═══ DATA FOR THIS EXERCISE
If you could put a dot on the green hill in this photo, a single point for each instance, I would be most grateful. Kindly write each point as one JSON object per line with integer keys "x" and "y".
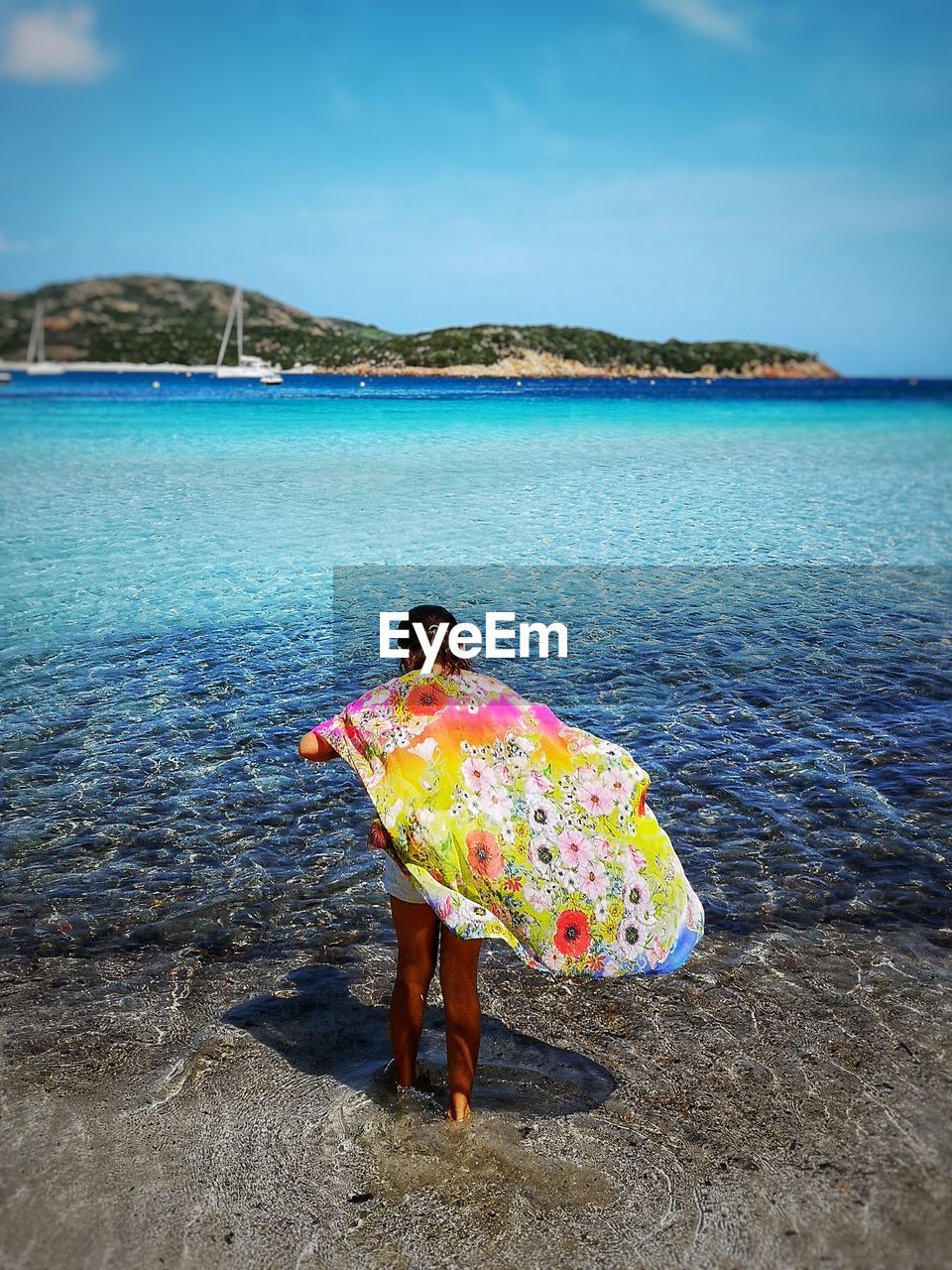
{"x": 162, "y": 318}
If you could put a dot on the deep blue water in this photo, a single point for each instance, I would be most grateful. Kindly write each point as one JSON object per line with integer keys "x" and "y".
{"x": 758, "y": 578}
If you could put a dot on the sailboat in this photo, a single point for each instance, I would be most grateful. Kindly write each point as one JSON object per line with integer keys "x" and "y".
{"x": 248, "y": 367}
{"x": 37, "y": 361}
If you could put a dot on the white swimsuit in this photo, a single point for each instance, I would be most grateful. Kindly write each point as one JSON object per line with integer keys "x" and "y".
{"x": 399, "y": 885}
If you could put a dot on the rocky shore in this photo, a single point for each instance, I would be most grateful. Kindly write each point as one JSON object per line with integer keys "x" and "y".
{"x": 783, "y": 1102}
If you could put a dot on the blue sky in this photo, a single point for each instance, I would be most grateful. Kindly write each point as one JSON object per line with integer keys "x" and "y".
{"x": 707, "y": 169}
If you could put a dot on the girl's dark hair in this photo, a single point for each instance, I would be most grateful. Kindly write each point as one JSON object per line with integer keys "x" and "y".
{"x": 430, "y": 616}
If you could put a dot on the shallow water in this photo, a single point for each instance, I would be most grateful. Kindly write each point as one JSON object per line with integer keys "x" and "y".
{"x": 760, "y": 589}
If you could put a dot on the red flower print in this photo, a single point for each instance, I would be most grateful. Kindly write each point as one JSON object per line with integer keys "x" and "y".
{"x": 484, "y": 853}
{"x": 425, "y": 698}
{"x": 572, "y": 935}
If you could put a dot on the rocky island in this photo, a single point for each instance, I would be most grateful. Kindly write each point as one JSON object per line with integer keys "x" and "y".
{"x": 153, "y": 320}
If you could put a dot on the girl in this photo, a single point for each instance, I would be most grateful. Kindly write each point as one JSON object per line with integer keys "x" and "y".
{"x": 499, "y": 821}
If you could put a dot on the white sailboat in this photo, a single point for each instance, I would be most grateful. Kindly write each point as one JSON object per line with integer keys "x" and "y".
{"x": 37, "y": 361}
{"x": 248, "y": 367}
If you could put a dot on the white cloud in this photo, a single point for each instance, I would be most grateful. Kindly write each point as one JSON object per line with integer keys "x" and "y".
{"x": 705, "y": 18}
{"x": 54, "y": 46}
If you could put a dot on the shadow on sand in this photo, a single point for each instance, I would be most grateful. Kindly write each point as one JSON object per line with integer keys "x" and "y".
{"x": 322, "y": 1030}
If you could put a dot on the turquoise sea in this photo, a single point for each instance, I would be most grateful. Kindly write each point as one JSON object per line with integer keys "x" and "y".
{"x": 761, "y": 571}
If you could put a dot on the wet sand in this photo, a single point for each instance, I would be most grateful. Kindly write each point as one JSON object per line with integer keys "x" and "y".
{"x": 782, "y": 1101}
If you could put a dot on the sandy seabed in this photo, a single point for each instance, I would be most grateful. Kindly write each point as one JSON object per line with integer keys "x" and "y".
{"x": 780, "y": 1101}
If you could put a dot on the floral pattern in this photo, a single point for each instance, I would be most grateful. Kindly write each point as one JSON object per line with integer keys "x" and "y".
{"x": 518, "y": 826}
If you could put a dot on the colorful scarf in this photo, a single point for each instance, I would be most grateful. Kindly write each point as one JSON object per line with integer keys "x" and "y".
{"x": 516, "y": 826}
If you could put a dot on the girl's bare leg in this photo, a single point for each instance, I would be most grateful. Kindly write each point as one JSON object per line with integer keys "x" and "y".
{"x": 458, "y": 961}
{"x": 417, "y": 939}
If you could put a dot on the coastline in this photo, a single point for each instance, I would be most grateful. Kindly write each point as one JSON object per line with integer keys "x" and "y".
{"x": 539, "y": 367}
{"x": 777, "y": 1102}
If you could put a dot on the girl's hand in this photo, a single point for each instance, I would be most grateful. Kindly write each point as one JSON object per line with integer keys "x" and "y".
{"x": 377, "y": 837}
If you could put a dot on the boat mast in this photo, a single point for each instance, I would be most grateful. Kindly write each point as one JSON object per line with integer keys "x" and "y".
{"x": 232, "y": 309}
{"x": 36, "y": 349}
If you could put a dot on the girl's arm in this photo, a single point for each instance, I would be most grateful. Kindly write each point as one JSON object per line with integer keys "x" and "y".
{"x": 315, "y": 748}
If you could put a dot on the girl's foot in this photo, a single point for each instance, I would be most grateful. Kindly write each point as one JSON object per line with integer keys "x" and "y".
{"x": 458, "y": 1107}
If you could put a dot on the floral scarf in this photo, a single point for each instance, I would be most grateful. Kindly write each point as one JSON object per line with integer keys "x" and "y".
{"x": 516, "y": 826}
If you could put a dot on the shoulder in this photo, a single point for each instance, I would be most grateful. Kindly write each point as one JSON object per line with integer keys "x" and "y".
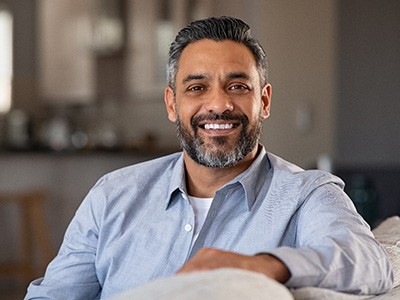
══════
Set out every line of the material above as a Markdown table with the columns "Row" and "Text", numbering the rows in order, skipping blank lines, and leaving out the pictures.

▶ _RESULT FOR THIS EXERCISE_
| Row | Text |
|---|---|
| 1 | If you could put a dot on the green hill in this photo, a single point for each instance, I would be most grateful. Kindly write each point as one JSON object per line with integer keys "x" and "y". |
| 2 | {"x": 162, "y": 318} |
| 3 | If you could put a dot on the deep blue water in this photo, a single point for each instance, I would be most grateful. Kindly write each point as one JSON object per line with integer keys "x" and "y". |
| 4 | {"x": 758, "y": 578} |
| 5 | If you could put a dot on the sailboat in this photo, a single point for each instance, I would be most grateful. Kindly write each point as one JSON object per line with integer keys "x" and "y". |
| 6 | {"x": 248, "y": 367} |
| 7 | {"x": 37, "y": 361} |
| 8 | If you could put a dot on the white swimsuit in this photo, a single point for each instance, I would be most grateful. Kindly write each point as one JSON object per line with integer keys "x" and "y". |
| 9 | {"x": 399, "y": 885} |
| 10 | If you could put a dot on the rocky shore in this photo, a single point for each instance, I would be most grateful. Kindly write each point as one JSON object per line with integer keys "x" and "y". |
| 11 | {"x": 783, "y": 1102} |
| 12 | If you could put a dot on the blue sky in this photo, a single point for each instance, I would be most grateful. Kindly write each point as one JSON object per line with integer keys "x" and "y". |
| 13 | {"x": 707, "y": 169} |
| 14 | If you could put a dot on the girl's dark hair in this photo, a single point for each instance, I would be most grateful. Kindly write each point as one JSON object per line with integer keys "x" and "y". |
| 15 | {"x": 430, "y": 616} |
| 16 | If you could put a dot on the shallow water in this photo, a single point for each instance, I would be most grateful. Kindly write each point as one JSON object per line with integer keys "x" and "y". |
| 17 | {"x": 760, "y": 589} |
| 18 | If you could put a dot on the red flower print in this photo, a single point for each instance, I would be most grateful. Kindly write each point as one JSON object per line with integer keys "x" and "y". |
| 19 | {"x": 484, "y": 853} |
| 20 | {"x": 425, "y": 698} |
| 21 | {"x": 572, "y": 935} |
| 22 | If you could put a dot on the rocky island in this photo, a single point for each instance, I would be most grateful. Kindly write each point as one JSON object per line with integer keys "x" and "y". |
| 23 | {"x": 153, "y": 320} |
| 24 | If you could put a dot on the girl in this photo, a single point for each instance, I would be most grateful. Kindly write each point as one JSON object per line with integer keys "x" and "y". |
| 25 | {"x": 499, "y": 821} |
| 26 | If you could put a dot on the white sailboat in this photo, a single point for each instance, I would be most grateful. Kindly write each point as one JSON object per line with integer keys "x" and "y". |
| 27 | {"x": 37, "y": 361} |
| 28 | {"x": 248, "y": 367} |
| 29 | If you could put a dot on the white cloud in this photo, a single point for each instance, I would be most grateful. Kindly write each point as one JSON object per line with integer keys "x" and "y". |
| 30 | {"x": 705, "y": 18} |
| 31 | {"x": 54, "y": 46} |
| 32 | If you could put a dot on the shadow on sand in this photo, a single point for each instance, I would be most grateful. Kindly write each point as one JSON object per line with integer keys "x" and "y". |
| 33 | {"x": 322, "y": 1030} |
| 34 | If you could put a dot on the turquoise sea in this photo, a single point for each instance, I would be most grateful. Kindly write each point as one JSON object per line with integer keys "x" and "y". |
| 35 | {"x": 761, "y": 571} |
| 36 | If you could put a dot on the wet sand in this photo, a single point for each instance, I would be most grateful. Kindly write each point as one JSON object per line with integer keys "x" and "y". |
| 37 | {"x": 782, "y": 1101} |
| 38 | If you could put a dot on the sandy seabed in this photo, a single point for each instance, I would be most grateful. Kindly write each point as one JSON object per line with integer keys "x" and "y". |
| 39 | {"x": 780, "y": 1101} |
| 40 | If you could put a dot on the floral pattern in this photo, a single point for each instance, I would be most grateful. Kindly write each point as one JSON object per line with integer keys "x" and "y". |
| 41 | {"x": 518, "y": 826} |
| 42 | If you could put a dot on the colorful scarf in this photo, a single point for each instance, I would be most grateful. Kindly write each point as one JSON object per line with integer keys "x" and "y". |
| 43 | {"x": 516, "y": 826} |
| 44 | If you could put a dot on the girl's bare leg in this photo, a single point for each instance, I would be most grateful. Kindly write each point as one JSON object per line with integer keys "x" and "y". |
| 45 | {"x": 458, "y": 961} |
| 46 | {"x": 417, "y": 939} |
| 47 | If you could put a dot on the coastline in this photo, a single point for each instance, I would be most grateful. Kindly write each point as one JSON object per line with integer keys "x" and "y". |
| 48 | {"x": 539, "y": 367} |
| 49 | {"x": 777, "y": 1102} |
| 50 | If you could put a dot on the girl's hand in this photo, a single point for each instance, I would be most grateful. Kindly write each point as one JSON object per line with integer keys "x" and "y". |
| 51 | {"x": 377, "y": 837} |
| 52 | If you could put a dot on the boat mast in this photo, a single point for each instance, I would be most grateful. Kindly write each point as one JSON object per line with integer keys "x" and "y". |
| 53 | {"x": 232, "y": 309} |
| 54 | {"x": 36, "y": 349} |
| 55 | If you could put a dot on the girl's arm in this photo, a single point for each instance, I would be most grateful. Kindly write each point as one JSON object per line with integer keys "x" and "y". |
| 56 | {"x": 315, "y": 748} |
| 57 | If you could put a dot on the girl's foot in this photo, a single point for each instance, I would be most grateful. Kindly write each point as one JSON object per line with integer keys "x" and "y". |
| 58 | {"x": 458, "y": 1107} |
| 59 | If you could put a dot on the floral scarf in this photo, a single point for each instance, I would be most grateful. Kindly write each point as one JSON object per line with integer keys "x" and "y". |
| 60 | {"x": 516, "y": 826} |
| 61 | If you could put a dot on the shoulder in this photo, a single point for each instance, I would be most grateful. Kindly write each point as one JSON object per line with integer keys "x" and "y". |